**Consigne 1:** Recopiez intégralement le texte sur l'échec qui suit, sans la moindre modification.

== Texte

Tomber la face dans la gravelle est d’ailleurs une occasion en or de progresser – à condition de réfléchir à ce qui nous a fait trébucher. Les scientifiques le savent bien, eux dont les découvertes se font essentiellement à coups de « essuie et recommence ». C’est même beaucoup plus instructif que le succès, qui nous enivre tellement qu’on « ne voit pas vraiment ce qui est à voir », écrit le philosophe français Charles Pépin dans le magazine Le nouvel Economiste. Tandis qu’une débâcle permet de se frotter à la réalité.

Il donne l’exemple d’une perceuse. « Quand elle marche bien, c’est super, mais vous ne comprenez rien. C’est magique, cela perce un trou et on ne comprend pas comment. Au moment où elle tombe en panne, vous la dévissez, vous essayez de remettre la pièce qui ne va pas, et là, vous commencez à comprendre comment elle marche. Finalement, vous commencez à comprendre comment fonctionne la perceuse le jour où vous êtes confronté à l’échec du système. »

====
== Données fournies

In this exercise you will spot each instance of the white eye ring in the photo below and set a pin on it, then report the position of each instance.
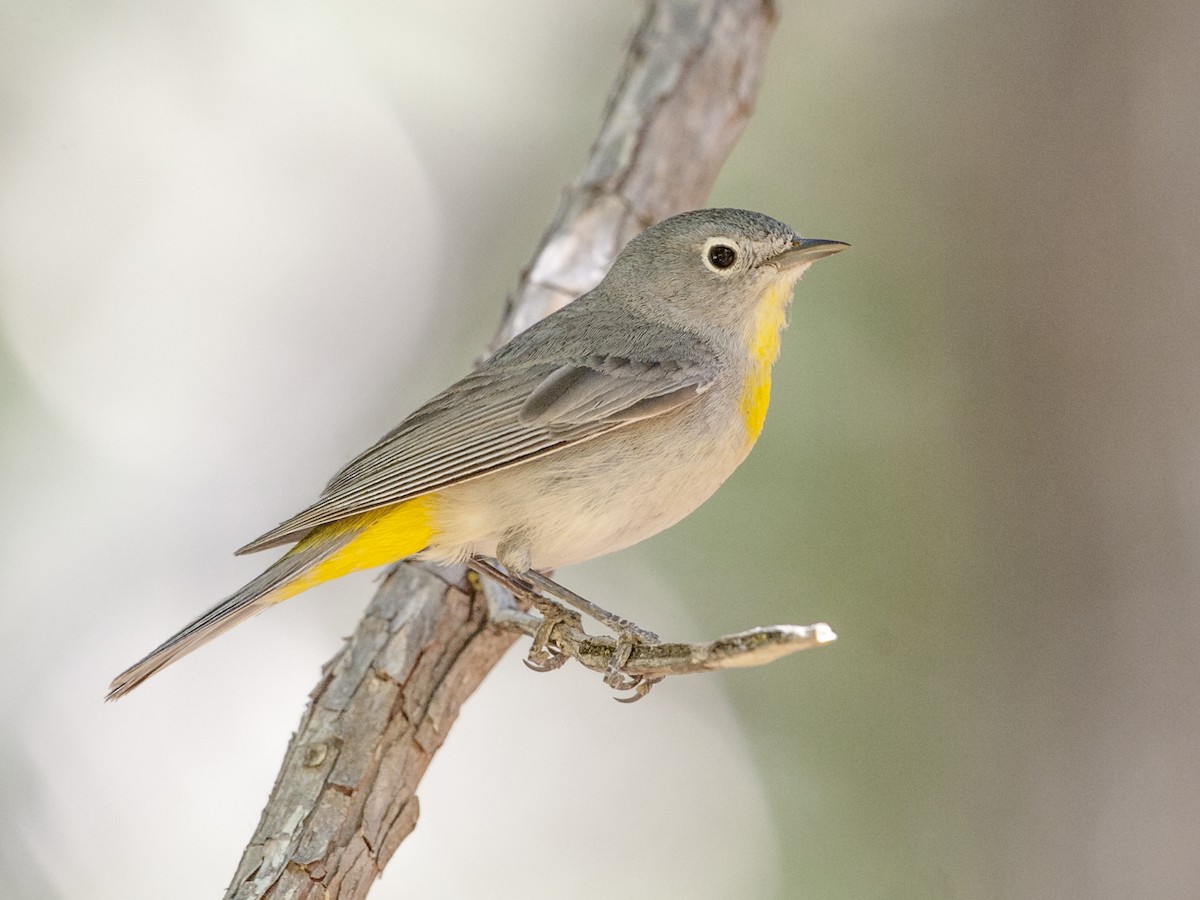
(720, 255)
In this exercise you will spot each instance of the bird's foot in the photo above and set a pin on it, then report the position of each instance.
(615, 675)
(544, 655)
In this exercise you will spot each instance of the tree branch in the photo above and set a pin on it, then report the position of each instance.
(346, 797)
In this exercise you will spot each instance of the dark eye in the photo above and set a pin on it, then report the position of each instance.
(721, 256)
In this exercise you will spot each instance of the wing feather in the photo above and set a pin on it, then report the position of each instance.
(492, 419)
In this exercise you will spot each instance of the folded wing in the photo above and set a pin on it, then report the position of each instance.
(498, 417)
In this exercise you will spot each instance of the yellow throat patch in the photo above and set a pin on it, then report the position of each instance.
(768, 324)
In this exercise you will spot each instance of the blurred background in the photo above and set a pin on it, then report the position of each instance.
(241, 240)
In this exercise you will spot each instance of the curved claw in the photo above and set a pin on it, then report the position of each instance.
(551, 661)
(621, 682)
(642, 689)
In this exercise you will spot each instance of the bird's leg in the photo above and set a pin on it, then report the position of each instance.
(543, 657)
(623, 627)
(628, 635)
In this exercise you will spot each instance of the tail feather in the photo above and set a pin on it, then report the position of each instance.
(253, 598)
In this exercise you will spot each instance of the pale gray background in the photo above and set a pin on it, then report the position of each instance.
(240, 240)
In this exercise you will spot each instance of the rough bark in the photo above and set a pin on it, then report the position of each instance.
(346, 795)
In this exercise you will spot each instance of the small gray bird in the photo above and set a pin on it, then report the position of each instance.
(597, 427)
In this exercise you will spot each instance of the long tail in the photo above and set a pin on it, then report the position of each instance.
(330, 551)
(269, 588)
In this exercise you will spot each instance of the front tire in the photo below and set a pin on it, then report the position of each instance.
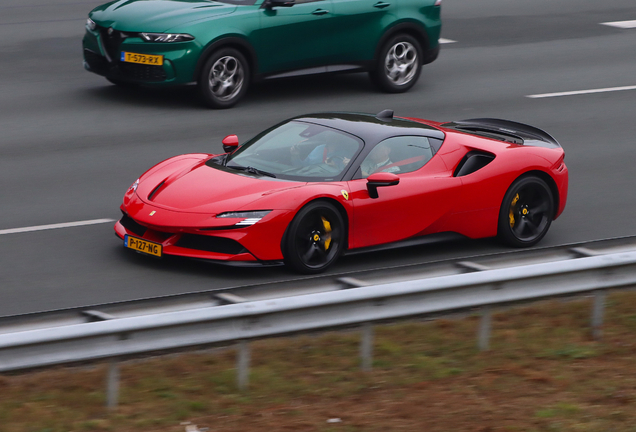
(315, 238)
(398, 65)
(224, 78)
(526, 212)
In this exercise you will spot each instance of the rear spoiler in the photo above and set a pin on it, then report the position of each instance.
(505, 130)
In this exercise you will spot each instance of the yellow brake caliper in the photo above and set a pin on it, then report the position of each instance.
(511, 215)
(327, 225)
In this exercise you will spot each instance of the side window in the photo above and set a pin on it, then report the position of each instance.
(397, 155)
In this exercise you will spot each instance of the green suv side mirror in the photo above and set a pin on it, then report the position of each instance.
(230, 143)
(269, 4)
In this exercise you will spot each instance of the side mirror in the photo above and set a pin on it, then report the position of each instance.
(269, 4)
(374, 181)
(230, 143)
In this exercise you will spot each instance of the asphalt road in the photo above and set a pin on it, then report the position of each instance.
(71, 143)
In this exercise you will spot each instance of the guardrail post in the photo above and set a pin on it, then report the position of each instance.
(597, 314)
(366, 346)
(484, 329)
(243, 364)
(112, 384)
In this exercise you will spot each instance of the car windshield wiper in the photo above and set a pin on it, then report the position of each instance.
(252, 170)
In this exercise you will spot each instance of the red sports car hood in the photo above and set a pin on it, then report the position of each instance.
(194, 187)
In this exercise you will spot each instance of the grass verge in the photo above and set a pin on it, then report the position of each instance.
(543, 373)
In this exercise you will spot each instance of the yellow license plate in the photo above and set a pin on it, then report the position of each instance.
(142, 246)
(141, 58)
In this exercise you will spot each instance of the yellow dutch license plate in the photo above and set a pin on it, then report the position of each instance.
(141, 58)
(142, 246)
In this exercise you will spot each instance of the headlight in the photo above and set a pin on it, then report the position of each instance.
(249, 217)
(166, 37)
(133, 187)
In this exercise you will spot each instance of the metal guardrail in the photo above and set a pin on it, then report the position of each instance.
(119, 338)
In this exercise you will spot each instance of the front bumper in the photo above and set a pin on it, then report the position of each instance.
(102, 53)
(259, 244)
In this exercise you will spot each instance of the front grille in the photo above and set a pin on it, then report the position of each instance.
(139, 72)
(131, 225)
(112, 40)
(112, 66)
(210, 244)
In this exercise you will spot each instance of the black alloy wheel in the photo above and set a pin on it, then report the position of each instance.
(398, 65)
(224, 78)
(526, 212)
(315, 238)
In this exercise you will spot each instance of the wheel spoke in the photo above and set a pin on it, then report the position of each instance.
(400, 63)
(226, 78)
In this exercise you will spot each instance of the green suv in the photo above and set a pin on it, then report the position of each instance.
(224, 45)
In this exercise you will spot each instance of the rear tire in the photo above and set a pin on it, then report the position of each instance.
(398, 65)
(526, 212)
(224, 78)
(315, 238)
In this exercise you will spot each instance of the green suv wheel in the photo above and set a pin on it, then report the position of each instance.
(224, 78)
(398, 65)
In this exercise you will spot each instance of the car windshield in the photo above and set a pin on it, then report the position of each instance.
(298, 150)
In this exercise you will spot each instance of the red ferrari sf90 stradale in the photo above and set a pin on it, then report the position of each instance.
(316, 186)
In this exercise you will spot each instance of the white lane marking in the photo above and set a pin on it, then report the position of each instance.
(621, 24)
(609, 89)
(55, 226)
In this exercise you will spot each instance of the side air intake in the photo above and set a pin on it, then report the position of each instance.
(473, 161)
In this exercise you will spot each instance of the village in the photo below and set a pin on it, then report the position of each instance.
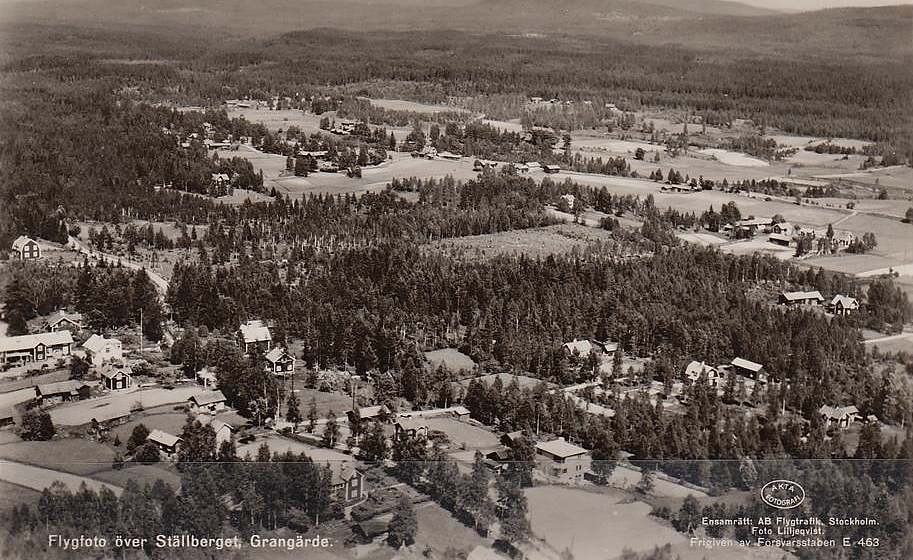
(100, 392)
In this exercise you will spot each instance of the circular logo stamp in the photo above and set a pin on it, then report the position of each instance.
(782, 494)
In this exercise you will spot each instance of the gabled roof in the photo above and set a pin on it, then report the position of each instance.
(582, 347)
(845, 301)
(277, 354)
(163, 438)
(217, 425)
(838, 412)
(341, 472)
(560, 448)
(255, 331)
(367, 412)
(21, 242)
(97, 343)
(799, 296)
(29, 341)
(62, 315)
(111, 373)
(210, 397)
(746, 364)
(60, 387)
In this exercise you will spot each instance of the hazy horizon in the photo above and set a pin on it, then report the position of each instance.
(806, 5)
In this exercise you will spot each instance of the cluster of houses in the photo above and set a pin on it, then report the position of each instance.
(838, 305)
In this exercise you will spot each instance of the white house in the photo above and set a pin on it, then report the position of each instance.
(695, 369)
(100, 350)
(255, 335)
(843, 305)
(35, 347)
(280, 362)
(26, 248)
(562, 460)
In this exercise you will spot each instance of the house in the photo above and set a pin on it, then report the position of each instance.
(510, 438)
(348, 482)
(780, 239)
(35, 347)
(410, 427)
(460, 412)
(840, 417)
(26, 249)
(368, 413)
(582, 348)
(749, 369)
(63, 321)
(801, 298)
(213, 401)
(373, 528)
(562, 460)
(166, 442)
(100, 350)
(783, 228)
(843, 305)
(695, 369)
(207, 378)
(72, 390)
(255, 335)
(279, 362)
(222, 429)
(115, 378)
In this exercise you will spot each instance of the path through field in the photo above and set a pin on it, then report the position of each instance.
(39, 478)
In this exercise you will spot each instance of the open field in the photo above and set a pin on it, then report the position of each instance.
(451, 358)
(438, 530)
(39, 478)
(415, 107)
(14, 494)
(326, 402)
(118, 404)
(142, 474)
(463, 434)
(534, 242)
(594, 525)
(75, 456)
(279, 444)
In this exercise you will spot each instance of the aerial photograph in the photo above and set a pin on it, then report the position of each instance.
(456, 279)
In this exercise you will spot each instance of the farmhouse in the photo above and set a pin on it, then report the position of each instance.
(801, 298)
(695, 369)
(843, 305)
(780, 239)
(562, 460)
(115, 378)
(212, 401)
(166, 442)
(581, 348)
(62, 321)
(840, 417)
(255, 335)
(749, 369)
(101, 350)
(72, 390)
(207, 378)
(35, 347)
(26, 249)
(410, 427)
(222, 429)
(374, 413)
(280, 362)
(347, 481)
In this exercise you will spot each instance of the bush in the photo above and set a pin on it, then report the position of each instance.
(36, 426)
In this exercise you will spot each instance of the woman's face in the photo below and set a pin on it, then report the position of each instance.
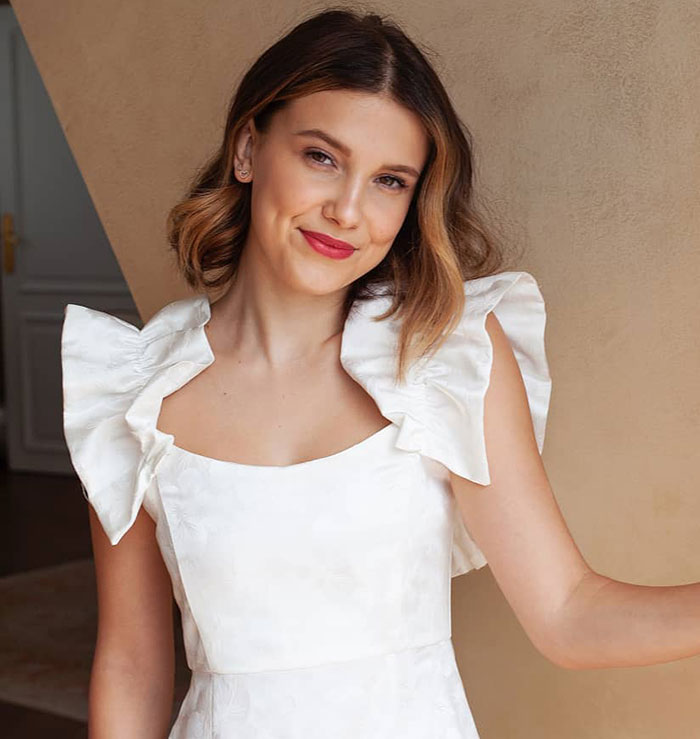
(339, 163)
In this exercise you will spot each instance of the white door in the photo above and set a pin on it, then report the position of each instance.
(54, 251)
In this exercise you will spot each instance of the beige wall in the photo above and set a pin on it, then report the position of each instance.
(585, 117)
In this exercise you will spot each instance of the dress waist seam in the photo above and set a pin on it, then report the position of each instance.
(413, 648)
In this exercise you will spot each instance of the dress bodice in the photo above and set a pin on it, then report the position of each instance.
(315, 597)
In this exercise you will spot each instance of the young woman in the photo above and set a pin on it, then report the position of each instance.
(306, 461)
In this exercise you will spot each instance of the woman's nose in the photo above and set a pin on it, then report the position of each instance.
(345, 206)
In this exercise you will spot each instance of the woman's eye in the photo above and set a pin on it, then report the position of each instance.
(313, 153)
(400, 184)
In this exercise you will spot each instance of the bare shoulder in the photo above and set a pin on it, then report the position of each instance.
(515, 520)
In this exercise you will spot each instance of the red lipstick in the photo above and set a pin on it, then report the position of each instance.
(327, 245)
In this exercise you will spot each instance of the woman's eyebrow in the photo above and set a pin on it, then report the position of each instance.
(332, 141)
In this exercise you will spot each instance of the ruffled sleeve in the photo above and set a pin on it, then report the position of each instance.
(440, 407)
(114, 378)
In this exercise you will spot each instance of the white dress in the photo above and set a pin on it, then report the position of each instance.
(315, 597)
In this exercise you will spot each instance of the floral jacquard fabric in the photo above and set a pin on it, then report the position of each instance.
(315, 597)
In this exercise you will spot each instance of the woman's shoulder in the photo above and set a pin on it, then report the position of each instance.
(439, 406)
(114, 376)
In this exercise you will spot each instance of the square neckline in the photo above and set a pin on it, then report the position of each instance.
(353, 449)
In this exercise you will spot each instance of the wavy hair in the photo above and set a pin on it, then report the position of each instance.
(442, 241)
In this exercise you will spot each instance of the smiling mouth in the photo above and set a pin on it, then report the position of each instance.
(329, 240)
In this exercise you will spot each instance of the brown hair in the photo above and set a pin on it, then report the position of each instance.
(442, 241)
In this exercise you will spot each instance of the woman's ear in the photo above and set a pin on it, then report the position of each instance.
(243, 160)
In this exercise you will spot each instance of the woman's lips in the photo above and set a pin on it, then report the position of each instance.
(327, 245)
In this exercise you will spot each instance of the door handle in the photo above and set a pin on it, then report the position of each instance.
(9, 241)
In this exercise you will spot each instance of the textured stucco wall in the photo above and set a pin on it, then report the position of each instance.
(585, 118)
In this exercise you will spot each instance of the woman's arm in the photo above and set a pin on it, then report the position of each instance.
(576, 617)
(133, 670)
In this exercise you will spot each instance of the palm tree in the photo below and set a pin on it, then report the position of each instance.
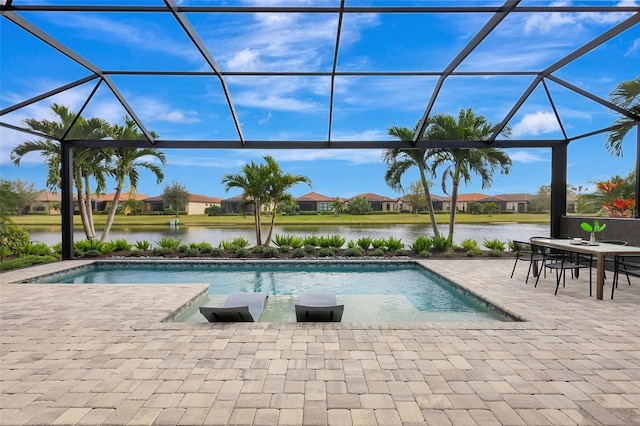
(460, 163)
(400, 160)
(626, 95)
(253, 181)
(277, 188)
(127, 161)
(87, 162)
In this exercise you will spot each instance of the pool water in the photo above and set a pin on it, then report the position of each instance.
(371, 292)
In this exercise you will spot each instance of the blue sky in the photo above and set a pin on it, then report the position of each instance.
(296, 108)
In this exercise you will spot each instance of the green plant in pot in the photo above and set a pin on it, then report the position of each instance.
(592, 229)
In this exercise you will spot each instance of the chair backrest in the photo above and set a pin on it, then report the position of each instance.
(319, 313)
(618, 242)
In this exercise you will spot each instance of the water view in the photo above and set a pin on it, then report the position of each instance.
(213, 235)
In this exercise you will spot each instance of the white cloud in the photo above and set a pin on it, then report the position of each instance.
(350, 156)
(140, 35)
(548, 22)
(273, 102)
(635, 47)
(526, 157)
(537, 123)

====

**Consigne 2:** Réécrivez uniquement les lignes de la liste, de celle qui contient "In this exercise you will spot each instance of the water" jusqu'à la fin de la liste, bornes incluses et consignes comprises. Augmentez de 31 chaque nombre des coordonnées données dans les réponses.

**Réponse attendue 1:**
Tomber la face dans la gravelle est d’ailleurs une occasion en or de progresser – à condition de réfléchir à ce qui nous a fait trébucher. Les scientifiques le savent bien, eux dont les découvertes se font essentiellement à coups de « essuie et recommence ». C’est même beaucoup plus instructif que le succès, qui nous enivre tellement qu’on « ne voit pas vraiment ce qui est à voir », écrit le philosophe français Charles Pépin dans le magazine Le nouvel Economiste. Tandis qu’une débâcle permet de se frotter à la réalité.

Il donne l’exemple d’une perceuse. « Quand elle marche bien, c’est super, mais vous ne comprenez rien. C’est magique, cela perce un trou et on ne comprend pas comment. Au moment où elle tombe en panne, vous la dévissez, vous essayez de remettre la pièce qui ne va pas, et là, vous commencez à comprendre comment elle marche. Finalement, vous commencez à comprendre comment fonctionne la perceuse le jour où vous êtes confronté à l’échec du système. »

**Réponse attendue 2:**
In this exercise you will spot each instance of the water view in the photo above and set a pin on it, then report the position of each instance.
(244, 266)
In this exercise you will spot each instance of the white cloud in the photo above and set a pin on it, then report the position of each instance.
(381, 187)
(171, 66)
(579, 53)
(304, 133)
(666, 78)
(557, 188)
(568, 154)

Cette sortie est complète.